### Task 1
Render the records from the line that contains "Mark the region of every instance of the streaked" through the line that contains "M12 0L15 14L21 16L30 16L40 7L41 0Z", both included, as a Markdown table with the columns Row and Line. Number the rows and leave out blank lines.

— Begin Passage provided —

On the one hand, we are very tolerant of other cultures here.

On the other, we worship pop culture entertainment.

Oh the conundrum...
Ross Douthat, Token Conservodouche of the New York Times Wrote:

By ROSS DOUTHAT
Published: April 25, 2010

Two months before 9/11, Comedy Central aired an episode of “South Park” entitled “Super Best Friends,” in which the cartoon show’s foul-mouthed urchins sought assistance from an unusual team of superheroes. These particular superfriends were all religious figures: Jesus, Krishna, Buddha, Mormonism’s Joseph Smith, Taoism’s Lao-tse — and the Prophet Muhammad, depicted with a turban and a 5 o’clock shadow, and introduced as “the Muslim prophet with the powers of flame.”

That was a more permissive time. You can’t portray Muhammad on American television anymore, as South Park’s creators, Trey Parker and Matt Stone, discovered in 2006, when they tried to parody the Danish cartoon controversy — in which unflattering caricatures of the prophet prompted worldwide riots — by scripting another animated appearance for Muhammad. The episode aired, but the cameo itself was blacked out, replaced by an announcement that Comedy Central had refused to show an image of the prophet.

For Parker and Stone, the obvious next step was to make fun of the fact that you can’t broadcast an image of Muhammad. Two weeks ago, “South Park” brought back the “super best friends,” but this time Muhammad never showed his face. He “appeared” from inside a U-Haul trailer, and then from inside a mascot’s costume.

— End Passage provided —

### Task 2
Extend the column on South Park's portrayals of Muhammad, starting after its final sentence.

— Begin Material provided —

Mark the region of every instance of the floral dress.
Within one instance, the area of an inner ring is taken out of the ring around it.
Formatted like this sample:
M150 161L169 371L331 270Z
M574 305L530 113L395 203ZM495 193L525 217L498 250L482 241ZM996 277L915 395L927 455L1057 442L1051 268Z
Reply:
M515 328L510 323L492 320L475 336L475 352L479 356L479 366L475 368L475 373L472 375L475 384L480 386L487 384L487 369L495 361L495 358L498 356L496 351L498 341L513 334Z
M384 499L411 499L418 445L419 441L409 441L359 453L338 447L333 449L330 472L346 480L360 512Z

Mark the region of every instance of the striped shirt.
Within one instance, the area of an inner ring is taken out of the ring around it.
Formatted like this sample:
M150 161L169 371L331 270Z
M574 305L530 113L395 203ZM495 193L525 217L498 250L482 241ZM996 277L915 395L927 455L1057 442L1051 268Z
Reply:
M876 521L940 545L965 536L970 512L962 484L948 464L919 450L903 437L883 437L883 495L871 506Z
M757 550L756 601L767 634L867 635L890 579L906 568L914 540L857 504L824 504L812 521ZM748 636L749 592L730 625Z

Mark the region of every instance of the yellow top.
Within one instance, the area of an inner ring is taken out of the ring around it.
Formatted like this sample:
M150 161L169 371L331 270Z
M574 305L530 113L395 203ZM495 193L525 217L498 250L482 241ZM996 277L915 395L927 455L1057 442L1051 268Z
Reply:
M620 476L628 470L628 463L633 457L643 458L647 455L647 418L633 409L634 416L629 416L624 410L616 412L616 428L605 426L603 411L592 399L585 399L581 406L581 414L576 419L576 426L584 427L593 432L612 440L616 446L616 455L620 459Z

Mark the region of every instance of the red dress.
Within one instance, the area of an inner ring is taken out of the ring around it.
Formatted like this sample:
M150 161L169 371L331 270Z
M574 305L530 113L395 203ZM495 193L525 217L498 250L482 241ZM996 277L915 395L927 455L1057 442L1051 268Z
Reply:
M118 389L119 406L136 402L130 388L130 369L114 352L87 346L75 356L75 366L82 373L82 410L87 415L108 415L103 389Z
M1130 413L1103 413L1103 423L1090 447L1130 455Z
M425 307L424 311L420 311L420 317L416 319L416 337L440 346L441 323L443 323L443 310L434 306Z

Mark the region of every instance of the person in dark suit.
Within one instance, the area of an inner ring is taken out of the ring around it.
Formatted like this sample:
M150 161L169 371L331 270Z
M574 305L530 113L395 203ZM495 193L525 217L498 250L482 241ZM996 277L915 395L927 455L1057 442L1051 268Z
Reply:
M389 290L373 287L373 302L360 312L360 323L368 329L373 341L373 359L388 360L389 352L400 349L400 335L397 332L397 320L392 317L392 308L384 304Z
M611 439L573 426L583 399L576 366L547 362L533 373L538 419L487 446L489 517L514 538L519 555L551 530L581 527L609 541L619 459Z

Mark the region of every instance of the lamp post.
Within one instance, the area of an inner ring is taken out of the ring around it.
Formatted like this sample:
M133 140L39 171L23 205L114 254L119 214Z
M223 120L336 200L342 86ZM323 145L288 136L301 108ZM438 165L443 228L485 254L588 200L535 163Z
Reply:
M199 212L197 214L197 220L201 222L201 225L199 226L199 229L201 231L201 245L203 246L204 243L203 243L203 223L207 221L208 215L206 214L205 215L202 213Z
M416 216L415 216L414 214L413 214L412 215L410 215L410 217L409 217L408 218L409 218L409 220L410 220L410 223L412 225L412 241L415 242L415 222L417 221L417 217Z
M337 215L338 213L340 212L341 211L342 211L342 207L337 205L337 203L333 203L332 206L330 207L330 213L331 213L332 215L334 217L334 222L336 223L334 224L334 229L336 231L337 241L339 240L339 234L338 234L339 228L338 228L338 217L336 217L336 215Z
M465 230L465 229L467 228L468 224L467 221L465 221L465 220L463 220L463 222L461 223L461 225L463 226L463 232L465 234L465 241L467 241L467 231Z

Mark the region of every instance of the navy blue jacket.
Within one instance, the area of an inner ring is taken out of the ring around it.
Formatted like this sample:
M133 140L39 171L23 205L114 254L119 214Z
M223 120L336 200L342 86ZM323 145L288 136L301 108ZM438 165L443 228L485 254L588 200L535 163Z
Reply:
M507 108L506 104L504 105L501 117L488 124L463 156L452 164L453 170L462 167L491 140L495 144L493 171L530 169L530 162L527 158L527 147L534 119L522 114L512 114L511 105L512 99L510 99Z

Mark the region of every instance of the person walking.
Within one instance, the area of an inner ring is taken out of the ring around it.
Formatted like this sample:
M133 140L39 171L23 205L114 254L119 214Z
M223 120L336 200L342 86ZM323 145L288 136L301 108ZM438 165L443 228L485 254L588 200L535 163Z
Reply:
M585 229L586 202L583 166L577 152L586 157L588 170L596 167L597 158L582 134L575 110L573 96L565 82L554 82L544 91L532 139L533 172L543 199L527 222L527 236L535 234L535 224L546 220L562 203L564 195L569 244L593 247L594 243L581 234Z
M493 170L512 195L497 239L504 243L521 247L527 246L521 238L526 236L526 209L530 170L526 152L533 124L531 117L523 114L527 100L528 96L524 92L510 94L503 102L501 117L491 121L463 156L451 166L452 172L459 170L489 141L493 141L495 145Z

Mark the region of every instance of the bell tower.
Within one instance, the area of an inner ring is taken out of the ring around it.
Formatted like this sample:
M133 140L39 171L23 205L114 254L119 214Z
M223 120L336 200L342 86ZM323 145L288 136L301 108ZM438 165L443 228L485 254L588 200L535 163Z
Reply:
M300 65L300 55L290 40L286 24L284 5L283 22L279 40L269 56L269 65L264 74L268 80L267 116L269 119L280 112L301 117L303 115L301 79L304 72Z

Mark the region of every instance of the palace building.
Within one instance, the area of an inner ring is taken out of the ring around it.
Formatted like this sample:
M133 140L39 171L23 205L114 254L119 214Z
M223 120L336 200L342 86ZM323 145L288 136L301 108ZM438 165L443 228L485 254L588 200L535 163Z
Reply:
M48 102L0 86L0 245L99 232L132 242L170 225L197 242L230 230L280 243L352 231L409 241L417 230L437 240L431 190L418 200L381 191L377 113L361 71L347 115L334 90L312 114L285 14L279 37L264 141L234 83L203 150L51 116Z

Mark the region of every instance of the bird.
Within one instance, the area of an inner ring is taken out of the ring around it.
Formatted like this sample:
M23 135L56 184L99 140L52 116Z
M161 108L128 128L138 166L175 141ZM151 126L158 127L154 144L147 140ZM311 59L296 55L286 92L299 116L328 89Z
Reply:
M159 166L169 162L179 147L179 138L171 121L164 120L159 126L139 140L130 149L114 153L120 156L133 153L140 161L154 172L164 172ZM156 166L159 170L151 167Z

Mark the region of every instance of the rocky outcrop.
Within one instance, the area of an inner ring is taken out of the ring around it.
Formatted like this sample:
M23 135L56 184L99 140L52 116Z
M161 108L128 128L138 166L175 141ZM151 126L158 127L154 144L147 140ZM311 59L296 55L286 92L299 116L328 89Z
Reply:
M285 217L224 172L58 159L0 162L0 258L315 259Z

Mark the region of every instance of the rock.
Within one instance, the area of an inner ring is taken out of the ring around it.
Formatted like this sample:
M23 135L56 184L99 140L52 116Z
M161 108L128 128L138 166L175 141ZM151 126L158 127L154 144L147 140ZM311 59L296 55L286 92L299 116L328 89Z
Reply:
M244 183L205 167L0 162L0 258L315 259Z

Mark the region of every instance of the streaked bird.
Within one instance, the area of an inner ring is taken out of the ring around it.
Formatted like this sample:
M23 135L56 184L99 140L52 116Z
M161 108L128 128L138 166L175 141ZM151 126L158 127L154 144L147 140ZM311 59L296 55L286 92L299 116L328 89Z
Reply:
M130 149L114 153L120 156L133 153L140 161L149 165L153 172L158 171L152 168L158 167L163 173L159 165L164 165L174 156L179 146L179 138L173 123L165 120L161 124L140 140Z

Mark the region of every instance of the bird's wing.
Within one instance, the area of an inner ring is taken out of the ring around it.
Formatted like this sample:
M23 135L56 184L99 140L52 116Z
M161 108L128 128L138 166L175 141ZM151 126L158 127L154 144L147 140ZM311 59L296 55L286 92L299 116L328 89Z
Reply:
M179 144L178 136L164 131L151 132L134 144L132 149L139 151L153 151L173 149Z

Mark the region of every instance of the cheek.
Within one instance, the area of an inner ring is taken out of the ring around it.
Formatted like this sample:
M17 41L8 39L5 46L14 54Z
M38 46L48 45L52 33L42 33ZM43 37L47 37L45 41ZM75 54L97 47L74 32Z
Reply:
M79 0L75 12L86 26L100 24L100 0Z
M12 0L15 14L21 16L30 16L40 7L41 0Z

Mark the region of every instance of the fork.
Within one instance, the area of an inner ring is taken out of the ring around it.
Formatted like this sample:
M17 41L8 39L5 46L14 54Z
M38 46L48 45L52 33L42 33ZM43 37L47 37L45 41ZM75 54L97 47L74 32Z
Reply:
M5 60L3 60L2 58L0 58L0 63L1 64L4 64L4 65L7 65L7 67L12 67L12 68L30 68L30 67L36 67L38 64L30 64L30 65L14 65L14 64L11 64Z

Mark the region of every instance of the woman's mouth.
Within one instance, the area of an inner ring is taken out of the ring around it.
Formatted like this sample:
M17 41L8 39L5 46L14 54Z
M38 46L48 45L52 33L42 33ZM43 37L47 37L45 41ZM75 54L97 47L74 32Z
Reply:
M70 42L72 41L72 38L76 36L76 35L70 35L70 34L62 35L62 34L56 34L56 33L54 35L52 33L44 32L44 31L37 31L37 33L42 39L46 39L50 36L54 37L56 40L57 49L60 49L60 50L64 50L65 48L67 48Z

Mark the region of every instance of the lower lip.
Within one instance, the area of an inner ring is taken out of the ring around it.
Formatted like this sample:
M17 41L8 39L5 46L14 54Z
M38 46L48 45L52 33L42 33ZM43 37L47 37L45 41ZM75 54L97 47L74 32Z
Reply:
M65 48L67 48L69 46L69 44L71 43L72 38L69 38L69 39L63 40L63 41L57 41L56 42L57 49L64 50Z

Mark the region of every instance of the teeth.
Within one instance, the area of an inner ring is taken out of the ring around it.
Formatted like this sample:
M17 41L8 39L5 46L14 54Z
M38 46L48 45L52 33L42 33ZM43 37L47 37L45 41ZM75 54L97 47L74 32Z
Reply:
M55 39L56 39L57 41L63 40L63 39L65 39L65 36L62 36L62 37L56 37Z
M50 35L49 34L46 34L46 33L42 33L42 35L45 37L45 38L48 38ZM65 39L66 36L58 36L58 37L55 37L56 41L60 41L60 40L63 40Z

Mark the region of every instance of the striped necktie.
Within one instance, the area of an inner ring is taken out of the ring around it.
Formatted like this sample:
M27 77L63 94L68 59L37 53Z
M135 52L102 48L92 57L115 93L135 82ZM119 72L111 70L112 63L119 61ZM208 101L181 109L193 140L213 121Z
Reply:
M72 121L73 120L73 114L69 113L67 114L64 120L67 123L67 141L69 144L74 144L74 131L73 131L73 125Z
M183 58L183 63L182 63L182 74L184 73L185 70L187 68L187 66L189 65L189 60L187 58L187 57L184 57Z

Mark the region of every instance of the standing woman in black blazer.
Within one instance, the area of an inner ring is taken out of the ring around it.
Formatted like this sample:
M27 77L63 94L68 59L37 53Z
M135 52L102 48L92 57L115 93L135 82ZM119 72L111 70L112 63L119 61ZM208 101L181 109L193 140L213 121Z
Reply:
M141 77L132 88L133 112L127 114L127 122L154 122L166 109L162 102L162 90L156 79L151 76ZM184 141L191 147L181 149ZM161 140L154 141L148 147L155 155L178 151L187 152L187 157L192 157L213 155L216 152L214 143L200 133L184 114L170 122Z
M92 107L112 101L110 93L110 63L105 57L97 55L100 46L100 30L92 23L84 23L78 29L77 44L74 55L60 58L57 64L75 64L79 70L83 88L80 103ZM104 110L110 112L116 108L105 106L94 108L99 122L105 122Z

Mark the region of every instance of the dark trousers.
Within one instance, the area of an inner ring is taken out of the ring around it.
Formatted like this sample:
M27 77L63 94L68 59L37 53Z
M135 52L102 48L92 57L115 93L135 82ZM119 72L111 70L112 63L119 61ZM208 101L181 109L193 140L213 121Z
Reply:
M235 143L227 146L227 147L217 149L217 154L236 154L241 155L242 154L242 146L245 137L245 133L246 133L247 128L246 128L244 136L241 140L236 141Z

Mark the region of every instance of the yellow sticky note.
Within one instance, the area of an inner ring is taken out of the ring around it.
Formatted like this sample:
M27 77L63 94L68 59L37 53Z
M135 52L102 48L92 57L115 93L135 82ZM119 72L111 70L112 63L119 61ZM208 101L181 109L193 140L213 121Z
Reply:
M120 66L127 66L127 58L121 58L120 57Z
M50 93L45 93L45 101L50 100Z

— End Material provided —

### Task answer 1
| Row | Line |
|---|---|
| 1 | Mark the region of every instance of the streaked bird. |
| 2 | Within one instance, the area of an inner ring is taken out of the ring around it. |
| 3 | Formatted like this sample: |
| 4 | M23 135L56 184L99 140L52 116Z |
| 5 | M161 108L128 128L138 166L175 141ZM151 126L158 127L154 144L147 140ZM311 59L296 55L286 92L299 116L328 89Z |
| 6 | Reply: |
| 7 | M130 149L114 153L120 156L133 153L140 161L149 165L153 172L158 171L152 168L158 167L163 173L159 165L164 165L174 156L179 146L179 138L173 123L165 120L161 124L140 140Z |
| 8 | Mark the region of every instance of the bird's wing. |
| 9 | Within one instance, the area of an inner ring is taken out of the ring around it. |
| 10 | Formatted like this sample: |
| 11 | M23 135L56 184L99 140L52 116Z |
| 12 | M161 108L128 128L138 166L175 141ZM151 126L158 127L154 144L147 140ZM311 59L296 55L286 92L299 116L328 89Z |
| 13 | Reply: |
| 14 | M179 144L178 136L164 131L151 132L134 144L132 149L139 151L153 151L173 149Z |
| 15 | Mark the region of every instance of the cheek. |
| 16 | Within one instance, the area of an inner ring is taken out of the ring around it. |
| 17 | Formatted like this sample: |
| 18 | M17 41L8 39L5 46L14 54Z |
| 19 | M38 46L48 45L52 33L42 33ZM43 37L47 37L45 41ZM75 54L97 47L74 32Z |
| 20 | Reply: |
| 21 | M79 0L75 12L86 26L100 24L100 0Z |
| 22 | M12 0L15 14L21 16L30 16L40 7L41 0Z |

### Task answer 2
These gimmicks then prompted a writer for the New York-based Web site revolutionmuslim.com to predict that Parker and Stone would end up like Theo van Gogh, the Dutch filmmaker murdered in 2004 for his scathing critiques of Islam. The writer, an American convert to Islam named Abu Talhah Al-Amrikee, didn’t technically threaten to kill them himself. His post, and the accompanying photo of van Gogh’s corpse, was just “a warning ... of what will likely happen to them.”

This passive-aggressive death threat provoked a swift response from Comedy Central. In last week’s follow-up episode, the prophet’s non-appearance appearances were censored, and every single reference to Muhammad was bleeped out. The historical record was quickly scrubbed as well: The original “Super Best Friends” episode is no longer available on the Internet.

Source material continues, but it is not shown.